- Required action
Carry on the forum thread about the death of Cali, the calico cat, from the point where it ends.

- Given text
_ _ _ _ _ _ _

# Cali



## NebraskaCat (Jan 15, 2013)

Cali came to our shelter after her human mother had passed away and her human father had moved to a nursing home. 

The vet's office said she was in late stage renal disease and asked if we couldn't take her in for the 2-3 months she had left as a hospice situation.

That was in January 2012, at the age of 19.

Cali passed away peacefully last night at the age of 22 years and 5 months.

There was no one that met the 4 lb spitfire calico that didn't come away amazed and in love. She will be missed.


----------



## Jenny bf (Jul 13, 2013)

Oh Jeff I am sorry. That's quite a life to reach such a grand old age and considering her condition to live another 3 years is quite something. Now she gets to see her human mom again. Run free Cali, you touched many people lives


----------



## marie73 (Jul 12, 2006)

Wow, I can only hope my girls will be with me that long.

She was stunning, love the ruff and LOVE those furry little feet!


----------



## eldercat (Jul 3, 2015)

Sympathy on your loss. Empty cat-shape spaces are not nice.

Was the vet wrong about renal failure? It's amazing she lived all those years if the vet was right, that's quite a remarkable achievment, proof of excellent care.  Wonderful of you to give her a home after her forever-home died out.


----------



## bluemilk (Oct 3, 2005)

Hey, Jeff. It was so cool of you to open your home and heart to Cali. Lovely lady.


----------



## jking (Feb 22, 2014)

I'm sorry Jeff 

It's wonderful that she lived such a long life. Like eldercat said, that is proof of excellent care.


----------



## Lollyfist (Nov 8, 2015)

So sorry for your loss but what a long life obviously lived in love.


----------



## spirite (Jul 31, 2012)

Oh, I'm so sorry about Cali. What a cutie she was!


----------



## TabbCatt (Mar 26, 2014)

_ _ _ _ _ _ _

- Given information
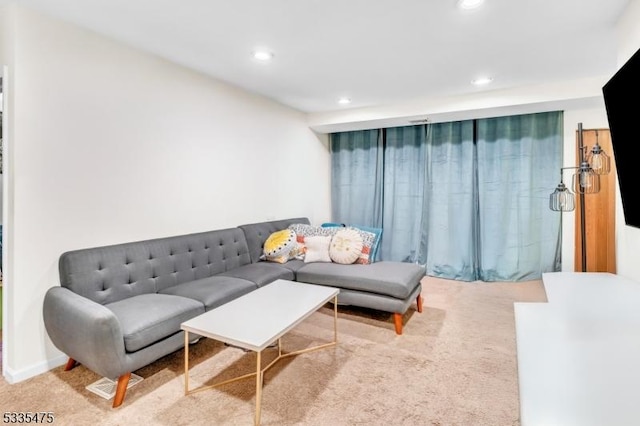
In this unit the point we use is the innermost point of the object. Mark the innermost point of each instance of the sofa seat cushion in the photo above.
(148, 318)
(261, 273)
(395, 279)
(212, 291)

_ _ _ _ _ _ _

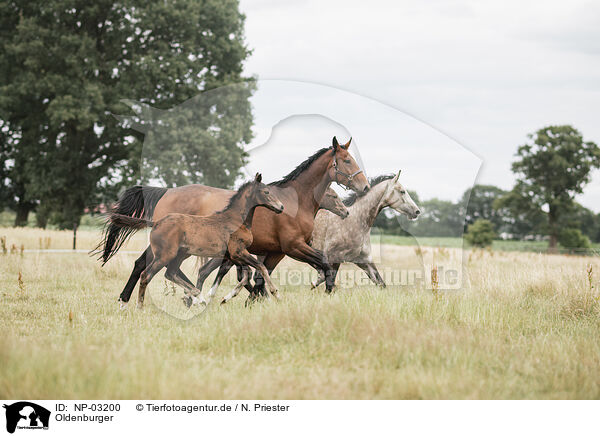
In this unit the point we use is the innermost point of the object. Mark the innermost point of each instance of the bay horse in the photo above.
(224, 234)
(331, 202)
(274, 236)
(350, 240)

_ _ _ _ _ _ _

- Exercise answer
I'm sorry you are missing her, losses like these can sure take a toll on our heart.  
To hear she lived 3 years longer than expected despite her diagnosis and losing her original owners and home--wow, she must've been a real fighter at heart. It's amazing to see how animals can overcome things despite what life throws at them. Cali was super lucky to have found her final years with you.

Wishing you lots of peace and strength during these times. I'm sure Cali is happily telling her human mom what a great home she had with you.


----------



## bluemilk (Oct 3, 2005)

Do you think you'll adopt another older cat?


----------



## 10cats2dogs (Jun 16, 2013)

Jeff,
What a Stunning girl! I'm glad your shelter took her in, and I'm sure she was spoiled by everyone...
Some of these little furry ones, touch us in ways, we never fully realize, till later...
(((HUGS)))
Sharon


----------



## 10cats2dogs (Jun 16, 2013)




----------



## NebraskaCat (Jan 15, 2013)

bluemilk said:


> Do you think you'll adopt another older cat?


I didn't adopt Cali, our shelter took her in as a hospice situation and she lived in the shelter for her remaining years, charming everyone she met.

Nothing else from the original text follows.